State lawmakers on Monday took another step to ban the possession and sale of a synthetic stimulant known as bath salts, in addition to other so-called designer drugs, synthetic marijuana and a hallucinogen called 2-Ce. The proposed legislation calls for fines of up to $15,000 and jail time for violators.
The state House of Representatives unanimously approved the legislation, Senate Bill 1006. The proposed bill now heads back to the Senate for final approval, then to Gov. Tom Corbett, who is expected to sign it into law.
The bill was proposed by Sen. Elder Vogel, a Republican whose legislative district includes Allegheny, Beaver and Lawrence counties.
Locally, state Sen. David G. Argall, who co-sponsored Vogel's bill, said he is happy with the bill's progress.
"I'm thankful to see Senator Vogel's legislation to ban bath salts pass in the House," he said. "In the midst of a difficult budget year, I think we have all seen enough devastating headlines to make banning this synthetic drug a priority. With many families across our region and state affected by this drug, I am hopeful that this legislation will prevent future tragedies from occurring."
Rep. Ron Marsico (R-Lower Paxton), majority chairman of the House Judiciary Committee, said that "people who have witnessed the effects of these substances have been begging us to immediately address this growing problem.
"This legislation would do just that," said Marsico. "Those who prey on our residents would no longer be able to do so without serious repercussions. Their first offense for possession with the intent to deliver or delivery would result in five years in prison and a $15,000 fine. Simple possession of these substances would be a misdemeanor and give them a $5,000 fine and a maximum of one year in prison. On second and subsequent violations, the maximum fine and penalty doubles. As you can see, those who have no regard for the well-being of others will finally be held accountable with the enactment of this legislation."

Record excerpts:
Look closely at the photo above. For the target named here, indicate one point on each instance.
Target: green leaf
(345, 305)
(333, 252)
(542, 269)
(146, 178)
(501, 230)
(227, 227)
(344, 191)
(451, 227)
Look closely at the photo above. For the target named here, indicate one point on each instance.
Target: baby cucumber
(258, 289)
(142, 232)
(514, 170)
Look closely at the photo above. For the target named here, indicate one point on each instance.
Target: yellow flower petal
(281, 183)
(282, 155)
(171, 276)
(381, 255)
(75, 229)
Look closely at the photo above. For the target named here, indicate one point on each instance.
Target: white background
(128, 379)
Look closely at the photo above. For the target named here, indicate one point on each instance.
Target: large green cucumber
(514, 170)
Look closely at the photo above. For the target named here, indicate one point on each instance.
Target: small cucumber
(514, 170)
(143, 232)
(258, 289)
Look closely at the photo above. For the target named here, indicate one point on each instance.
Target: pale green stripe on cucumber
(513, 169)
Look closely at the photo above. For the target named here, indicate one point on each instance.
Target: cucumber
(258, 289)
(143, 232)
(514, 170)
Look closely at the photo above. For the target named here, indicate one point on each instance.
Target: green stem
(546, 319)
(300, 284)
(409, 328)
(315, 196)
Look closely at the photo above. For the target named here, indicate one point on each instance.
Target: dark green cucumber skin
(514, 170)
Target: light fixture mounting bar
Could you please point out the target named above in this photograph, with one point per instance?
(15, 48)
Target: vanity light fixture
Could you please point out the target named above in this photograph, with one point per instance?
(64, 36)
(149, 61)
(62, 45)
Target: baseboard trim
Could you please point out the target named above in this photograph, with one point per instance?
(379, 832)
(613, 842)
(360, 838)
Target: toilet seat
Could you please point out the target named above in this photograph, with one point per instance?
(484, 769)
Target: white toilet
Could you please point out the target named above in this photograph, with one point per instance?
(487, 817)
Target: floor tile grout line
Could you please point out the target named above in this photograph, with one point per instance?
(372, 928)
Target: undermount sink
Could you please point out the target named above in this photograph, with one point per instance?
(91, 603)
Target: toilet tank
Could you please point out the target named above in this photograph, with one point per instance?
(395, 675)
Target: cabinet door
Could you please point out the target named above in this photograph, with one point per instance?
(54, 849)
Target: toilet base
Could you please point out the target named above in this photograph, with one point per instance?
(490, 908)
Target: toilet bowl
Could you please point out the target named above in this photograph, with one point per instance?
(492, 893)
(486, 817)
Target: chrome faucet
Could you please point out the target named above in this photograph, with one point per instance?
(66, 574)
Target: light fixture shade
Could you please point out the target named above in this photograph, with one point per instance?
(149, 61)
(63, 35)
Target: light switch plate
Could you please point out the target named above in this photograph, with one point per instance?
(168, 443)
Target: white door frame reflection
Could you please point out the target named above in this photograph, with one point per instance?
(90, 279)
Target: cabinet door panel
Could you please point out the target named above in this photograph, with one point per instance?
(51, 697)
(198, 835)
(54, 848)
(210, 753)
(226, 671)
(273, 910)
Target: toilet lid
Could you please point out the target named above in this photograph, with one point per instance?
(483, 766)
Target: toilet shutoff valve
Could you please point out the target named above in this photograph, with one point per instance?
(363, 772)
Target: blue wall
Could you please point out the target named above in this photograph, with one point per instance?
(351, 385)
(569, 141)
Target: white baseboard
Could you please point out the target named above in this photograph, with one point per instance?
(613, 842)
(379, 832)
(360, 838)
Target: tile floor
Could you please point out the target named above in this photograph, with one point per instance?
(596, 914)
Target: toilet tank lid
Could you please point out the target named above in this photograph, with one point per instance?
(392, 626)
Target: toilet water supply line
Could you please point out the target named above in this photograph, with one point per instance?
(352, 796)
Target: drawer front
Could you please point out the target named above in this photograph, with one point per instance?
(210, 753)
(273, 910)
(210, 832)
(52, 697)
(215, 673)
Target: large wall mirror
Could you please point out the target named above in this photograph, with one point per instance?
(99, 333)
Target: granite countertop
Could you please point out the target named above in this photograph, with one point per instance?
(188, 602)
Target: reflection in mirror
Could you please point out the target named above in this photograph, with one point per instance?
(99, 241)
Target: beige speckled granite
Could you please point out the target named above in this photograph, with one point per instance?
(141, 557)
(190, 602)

Exercise: Continue the news article about the bill to ban bath salts from the point where it stops.

Response area:
Increasing numbers of violent and bizarre behavior have been attributed to the drug, which contain 3,4-Methylenedioxypyrovalerone, or MDPV, and mephedrone, chemicals that mimic the effect of illegal stimulants such as methamphetamine and cocaine.
On March 24, John Eremus, 46, of Nesquehoning, held police at bay for two hours with a high-powered rifle after ingesting bath salts. Earlier that month, another bath salts user, Ryan Foley, 25, of West Scranton, allegedly broke into a monastery and stabbed a priest in the hand and the face after using the drug. In February, Seth Thomas Sanders, 31, of Elizabethtown, in a bath salts fueled state of paranoia, believed his car was melting and that electricity was chasing him. He allegedly broke into an East Hanover Township home and damaged a marked state police cruiser in his terror.
Emergency room staff have had to cope with paranoid, violent and hallucinating patients admitted after using bath salts. The drug can cause rapid heart rates, surging blood pressure and hallucinations. Packaged in small containers labeled with languid, dreamy names like "Tranquillity," Blue Silk" and Ivory Wave," these bath salts have nothing to do with the skin-softening powders meant to be poured into one's bath water.
Instead, the drugs are marketed as bath salts by their makers in order to skirt drug laws. They are commonly sold in tattoo parlors, truck stops, "head shops" and gas stations.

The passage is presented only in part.